Babies born to mothers who have been taking opioids
regularly prior to delivery will be physically dependent. The withdrawal signs
include irritability and excessive crying, tremors, hyperactive reflexes,
increased respiratory rate, increased stools, sneezing, yawning, vomiting, and
fever. The intensity of the syndrome does not always correlate with the
duration of maternal opioid use or dose.
Labor And Delivery
As with all opioids, administration of TUXARIN ER to the
mother shortly before delivery may result in some degree of respiratory
depression in the newborn, especially if higher doses are used.
Caution should be exercised when TUXARIN ER is
administered to nursing mothers. Codeine is secreted into human milk. In women
with normal codeine metabolism (normal CYP2D6 activity), the amount of codeine
secreted into human milk is low and dose-dependent. However, some women are
ultra-rapid metabolizers of codeine. These women achieve higher-than-expected
serum levels of codeine's active metabolite, morphine, leading to
higher-than-expected levels of morphine in breast milk and potentially
dangerously high serum morphine levels in their breastfed infants. Therefore,
maternal use of codeine can potentially lead to serious adverse reactions,
including death, in nursing infants.
The risk of infant exposure to codeine and morphine
through breast milk should be weighed against the benefits of breastfeeding for
both the mother and the baby. Caution should be exercised when codeine is
administered to a nursing woman. If a codeine containing product is selected,
the lowest dose should be prescribed for the shortest period of time to achieve
the desired clinical effect. Mothers using codeine should be informed about
when to seek immediate medical care and how to identify the signs and symptoms
of neonatal toxicity, such as drowsiness or sedation, difficulty breastfeeding,
breathing difficulties, and decreased tone, in their baby. Nursing mothers who
are ultra-rapid metabolizers may also experience overdose symptoms such as
extreme sleepiness, confusion, or shallow breathing. Prescribers should closely
monitor mother-infant pairs and notify treating pediatricians about the use of
codeine during breast-feeding [see WARNINGS AND PRECAUTIONS].
Chlorpheniramine is excreted in human milk. The clinical
significance is unknown; however, the anticholinergic action of
chlorpheniramine may suppress lactation if taken prior to nursing.
Safety and effectiveness of TUXARIN ER in patients under
18 years of age have not been established. The use of codeine in children has
been associated with fatal respiratory depression. [see WARNINGS AND
Clinical efficacy and safety studies have not been
conducted with TUXARIN ER. Other reported clinical experience with the
individual active ingredients of TUXARIN ER did not include sufficient numbers
of subjects aged 65 and over to determine whether they respond differently from
younger subjects. In general, dose selection for an elderly patient should be
made with caution, usually starting at the low end of the dosing range,
reflecting the greater frequency of decreased hepatic, renal, or cardiac
function, and of concomitant disease or other drug therapy.
Pharmacokinetics of TUXARIN ER has not been characterized
in renal impairment subjects.
Both codeine phosphate and chlorpheniramine maleate are
cleared substantially by the kidney. As such, impaired renal function could
potentially lead to the risk of decreased clearance and thereby increased
retention or systemic levels of both these drugs. TUXARIN ER should be used
with caution in patients with severe renal impairment.
Pharmacokinetics of TUXARIN ER has not been characterized
in hepatic impairment subjects. Both codeine and chlorpheniramine maleate are
extensively metabolized by liver before elimination from the body. As such,
impaired hepatic function could potentially lead to the risk of decreased
metabolism and thereby increased systemic levels of both these drugs. TUXARIN
ER should be used with caution in patients with severe hepatic impairment.

Phrase grounding data:
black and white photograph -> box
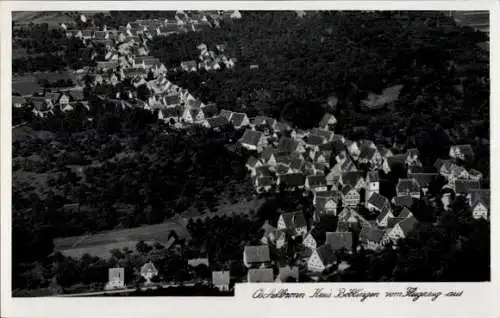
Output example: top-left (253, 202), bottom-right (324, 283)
top-left (2, 6), bottom-right (491, 304)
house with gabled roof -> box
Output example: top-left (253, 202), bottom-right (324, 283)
top-left (306, 134), bottom-right (327, 150)
top-left (392, 195), bottom-right (415, 207)
top-left (358, 146), bottom-right (383, 168)
top-left (212, 271), bottom-right (230, 291)
top-left (396, 179), bottom-right (420, 199)
top-left (469, 189), bottom-right (490, 220)
top-left (405, 148), bottom-right (421, 166)
top-left (382, 154), bottom-right (406, 174)
top-left (340, 171), bottom-right (366, 191)
top-left (229, 112), bottom-right (250, 129)
top-left (318, 113), bottom-right (337, 130)
top-left (239, 129), bottom-right (267, 152)
top-left (278, 211), bottom-right (307, 236)
top-left (365, 171), bottom-right (380, 204)
top-left (376, 207), bottom-right (394, 227)
top-left (337, 207), bottom-right (370, 232)
top-left (359, 226), bottom-right (388, 250)
top-left (255, 176), bottom-right (275, 193)
top-left (158, 107), bottom-right (182, 124)
top-left (342, 185), bottom-right (361, 207)
top-left (245, 156), bottom-right (262, 176)
top-left (452, 179), bottom-right (481, 196)
top-left (305, 175), bottom-right (327, 191)
top-left (181, 60), bottom-right (198, 72)
top-left (469, 169), bottom-right (483, 182)
top-left (243, 245), bottom-right (271, 268)
top-left (408, 172), bottom-right (438, 195)
top-left (314, 192), bottom-right (341, 217)
top-left (260, 225), bottom-right (288, 249)
top-left (387, 216), bottom-right (418, 242)
top-left (259, 146), bottom-right (278, 166)
top-left (277, 137), bottom-right (306, 153)
top-left (387, 216), bottom-right (406, 231)
top-left (247, 268), bottom-right (274, 283)
top-left (203, 116), bottom-right (229, 130)
top-left (307, 244), bottom-right (337, 272)
top-left (302, 227), bottom-right (326, 250)
top-left (398, 207), bottom-right (413, 218)
top-left (219, 109), bottom-right (233, 121)
top-left (366, 193), bottom-right (390, 212)
top-left (278, 173), bottom-right (305, 189)
top-left (326, 231), bottom-right (353, 253)
top-left (344, 139), bottom-right (361, 159)
top-left (449, 145), bottom-right (474, 160)
top-left (275, 265), bottom-right (299, 283)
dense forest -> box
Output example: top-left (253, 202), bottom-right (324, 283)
top-left (12, 23), bottom-right (99, 74)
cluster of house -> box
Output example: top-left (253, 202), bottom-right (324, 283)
top-left (12, 87), bottom-right (89, 117)
top-left (61, 10), bottom-right (241, 46)
top-left (238, 113), bottom-right (490, 272)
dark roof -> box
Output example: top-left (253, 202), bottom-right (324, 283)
top-left (160, 107), bottom-right (182, 118)
top-left (246, 156), bottom-right (259, 167)
top-left (241, 129), bottom-right (262, 146)
top-left (308, 227), bottom-right (326, 246)
top-left (181, 60), bottom-right (197, 68)
top-left (398, 207), bottom-right (413, 218)
top-left (274, 163), bottom-right (290, 175)
top-left (247, 268), bottom-right (274, 283)
top-left (319, 113), bottom-right (335, 127)
top-left (455, 179), bottom-right (481, 193)
top-left (243, 245), bottom-right (271, 263)
top-left (281, 211), bottom-right (307, 229)
top-left (231, 113), bottom-right (247, 126)
top-left (257, 177), bottom-right (274, 187)
top-left (12, 95), bottom-right (26, 105)
top-left (396, 179), bottom-right (420, 193)
top-left (394, 195), bottom-right (413, 207)
top-left (212, 271), bottom-right (230, 286)
top-left (470, 189), bottom-right (490, 209)
top-left (377, 209), bottom-right (392, 222)
top-left (165, 94), bottom-right (181, 105)
top-left (359, 147), bottom-right (377, 160)
top-left (387, 217), bottom-right (406, 228)
top-left (219, 109), bottom-right (233, 120)
top-left (307, 135), bottom-right (325, 146)
top-left (387, 155), bottom-right (406, 166)
top-left (260, 146), bottom-right (275, 161)
top-left (366, 171), bottom-right (380, 182)
top-left (316, 244), bottom-right (337, 266)
top-left (359, 226), bottom-right (385, 243)
top-left (141, 262), bottom-right (158, 275)
top-left (368, 192), bottom-right (389, 210)
top-left (434, 158), bottom-right (452, 171)
top-left (280, 173), bottom-right (305, 186)
top-left (454, 145), bottom-right (474, 157)
top-left (307, 175), bottom-right (326, 187)
top-left (341, 171), bottom-right (363, 188)
top-left (290, 157), bottom-right (304, 170)
top-left (405, 148), bottom-right (420, 157)
top-left (326, 232), bottom-right (352, 251)
top-left (207, 116), bottom-right (229, 128)
top-left (408, 173), bottom-right (438, 188)
top-left (398, 216), bottom-right (418, 236)
top-left (277, 137), bottom-right (298, 153)
top-left (255, 166), bottom-right (273, 177)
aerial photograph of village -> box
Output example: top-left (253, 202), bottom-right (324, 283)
top-left (12, 10), bottom-right (491, 297)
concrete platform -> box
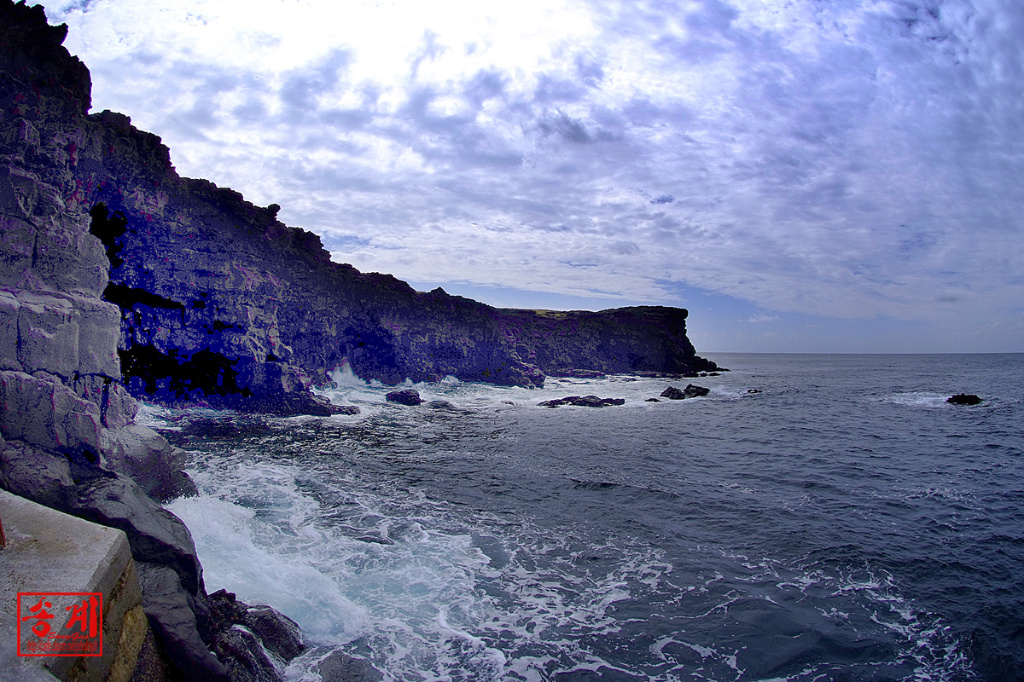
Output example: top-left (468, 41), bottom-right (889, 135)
top-left (0, 491), bottom-right (148, 682)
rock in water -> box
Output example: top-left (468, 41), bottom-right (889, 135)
top-left (384, 388), bottom-right (423, 406)
top-left (662, 384), bottom-right (711, 400)
top-left (537, 395), bottom-right (626, 408)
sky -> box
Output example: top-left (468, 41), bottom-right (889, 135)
top-left (30, 0), bottom-right (1024, 352)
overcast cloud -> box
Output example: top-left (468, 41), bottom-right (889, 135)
top-left (36, 0), bottom-right (1024, 351)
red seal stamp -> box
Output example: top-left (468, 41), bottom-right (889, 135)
top-left (17, 592), bottom-right (103, 656)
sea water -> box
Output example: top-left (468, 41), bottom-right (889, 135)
top-left (153, 354), bottom-right (1024, 681)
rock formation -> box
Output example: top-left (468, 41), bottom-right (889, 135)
top-left (0, 0), bottom-right (716, 679)
top-left (0, 0), bottom-right (352, 680)
top-left (662, 384), bottom-right (711, 400)
top-left (0, 0), bottom-right (715, 414)
top-left (537, 395), bottom-right (626, 408)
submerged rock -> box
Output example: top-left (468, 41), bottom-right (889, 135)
top-left (205, 590), bottom-right (306, 682)
top-left (135, 561), bottom-right (230, 682)
top-left (537, 395), bottom-right (626, 408)
top-left (384, 388), bottom-right (423, 406)
top-left (662, 384), bottom-right (711, 400)
top-left (316, 650), bottom-right (384, 682)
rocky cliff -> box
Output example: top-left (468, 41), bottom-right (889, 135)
top-left (0, 1), bottom-right (715, 412)
top-left (0, 0), bottom-right (716, 680)
top-left (0, 0), bottom-right (360, 682)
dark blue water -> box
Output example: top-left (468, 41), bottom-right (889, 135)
top-left (159, 354), bottom-right (1024, 681)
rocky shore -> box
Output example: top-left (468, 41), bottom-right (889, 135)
top-left (0, 0), bottom-right (717, 681)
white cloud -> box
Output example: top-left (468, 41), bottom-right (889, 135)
top-left (36, 0), bottom-right (1024, 348)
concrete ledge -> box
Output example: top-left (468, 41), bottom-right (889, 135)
top-left (0, 491), bottom-right (147, 682)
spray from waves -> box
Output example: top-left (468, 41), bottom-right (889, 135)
top-left (314, 359), bottom-right (749, 421)
top-left (163, 443), bottom-right (684, 680)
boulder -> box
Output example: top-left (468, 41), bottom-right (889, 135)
top-left (0, 372), bottom-right (102, 456)
top-left (384, 388), bottom-right (423, 406)
top-left (662, 384), bottom-right (711, 400)
top-left (946, 393), bottom-right (981, 404)
top-left (206, 590), bottom-right (306, 662)
top-left (210, 625), bottom-right (282, 682)
top-left (132, 561), bottom-right (230, 682)
top-left (243, 604), bottom-right (306, 660)
top-left (316, 649), bottom-right (384, 682)
top-left (200, 590), bottom-right (306, 682)
top-left (70, 470), bottom-right (203, 595)
top-left (102, 424), bottom-right (198, 502)
top-left (537, 395), bottom-right (626, 408)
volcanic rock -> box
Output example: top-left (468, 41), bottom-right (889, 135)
top-left (662, 384), bottom-right (711, 400)
top-left (537, 395), bottom-right (626, 408)
top-left (384, 388), bottom-right (423, 406)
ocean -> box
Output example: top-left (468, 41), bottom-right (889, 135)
top-left (151, 353), bottom-right (1024, 682)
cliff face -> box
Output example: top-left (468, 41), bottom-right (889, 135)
top-left (0, 0), bottom-right (715, 418)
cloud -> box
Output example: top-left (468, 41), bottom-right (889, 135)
top-left (36, 0), bottom-right (1024, 348)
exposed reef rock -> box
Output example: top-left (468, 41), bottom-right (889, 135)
top-left (537, 395), bottom-right (626, 408)
top-left (384, 388), bottom-right (423, 406)
top-left (0, 0), bottom-right (716, 415)
top-left (0, 0), bottom-right (716, 681)
top-left (662, 384), bottom-right (711, 400)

→ **Problem 1**:
Write out the text about TUXARIN ER, starting at "Babies born to" and ending at "doses are used.".
→ **Problem 2**:
According to the text about TUXARIN ER, what may the anticholinergic action of chlorpheniramine do if taken prior to nursing?
Rely solely on the text about TUXARIN ER.

→ **Written reply 1**:
Babies born to mothers who have been taking opioids
regularly prior to delivery will be physically dependent. The withdrawal signs
include irritability and excessive crying, tremors, hyperactive reflexes,
increased respiratory rate, increased stools, sneezing, yawning, vomiting, and
fever. The intensity of the syndrome does not always correlate with the
duration of maternal opioid use or dose.
Labor And Delivery
As with all opioids, administration of TUXARIN ER to the
mother shortly before delivery may result in some degree of respiratory
depression in the newborn, especially if higher doses are used.

→ **Written reply 2**:
It may suppress lactation.